WHAT YOU WILL DO ::
From the data underneath, reproduce exactly the stretch that begins at the line with "Target: man's forearm" and ends after the line with "on shirt using the picture above.".

Records from a data source:
%%

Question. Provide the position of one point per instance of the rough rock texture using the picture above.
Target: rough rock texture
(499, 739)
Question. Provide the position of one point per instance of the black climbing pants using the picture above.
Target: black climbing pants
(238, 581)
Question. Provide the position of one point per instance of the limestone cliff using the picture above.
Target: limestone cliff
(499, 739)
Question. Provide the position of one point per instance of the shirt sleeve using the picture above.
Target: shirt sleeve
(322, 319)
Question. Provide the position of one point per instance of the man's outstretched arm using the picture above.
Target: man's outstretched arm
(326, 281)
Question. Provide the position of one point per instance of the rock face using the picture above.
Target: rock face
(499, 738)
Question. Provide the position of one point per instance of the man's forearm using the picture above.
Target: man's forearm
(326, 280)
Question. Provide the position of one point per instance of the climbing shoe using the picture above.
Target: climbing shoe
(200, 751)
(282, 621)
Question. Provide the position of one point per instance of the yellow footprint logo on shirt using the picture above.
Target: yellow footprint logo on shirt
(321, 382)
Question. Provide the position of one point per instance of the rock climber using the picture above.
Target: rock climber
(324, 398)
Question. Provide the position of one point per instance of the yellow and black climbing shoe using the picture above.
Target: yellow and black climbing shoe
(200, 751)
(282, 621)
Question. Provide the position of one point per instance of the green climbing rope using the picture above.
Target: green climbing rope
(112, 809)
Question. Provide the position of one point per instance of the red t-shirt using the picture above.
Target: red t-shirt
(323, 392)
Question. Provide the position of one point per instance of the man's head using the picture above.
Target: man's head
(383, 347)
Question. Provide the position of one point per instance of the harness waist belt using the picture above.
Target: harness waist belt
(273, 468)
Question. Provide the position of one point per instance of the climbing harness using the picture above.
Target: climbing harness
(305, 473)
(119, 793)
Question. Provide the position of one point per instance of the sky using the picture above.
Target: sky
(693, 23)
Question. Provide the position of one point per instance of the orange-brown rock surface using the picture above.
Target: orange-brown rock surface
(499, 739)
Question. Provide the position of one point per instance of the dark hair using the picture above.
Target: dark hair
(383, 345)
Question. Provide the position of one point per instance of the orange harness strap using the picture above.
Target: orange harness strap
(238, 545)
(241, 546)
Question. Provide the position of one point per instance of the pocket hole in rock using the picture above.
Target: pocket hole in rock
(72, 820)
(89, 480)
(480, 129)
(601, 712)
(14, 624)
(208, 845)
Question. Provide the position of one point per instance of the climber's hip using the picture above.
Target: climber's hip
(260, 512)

%%

TASK RESULT ::
Target: man's forearm
(326, 280)
Question. Provide the position of one point per instance of the climbing shoe using the picture above.
Target: climbing shoe
(200, 751)
(282, 621)
Question. Provide the position of one point per instance of the yellow footprint logo on shirt using the picture above.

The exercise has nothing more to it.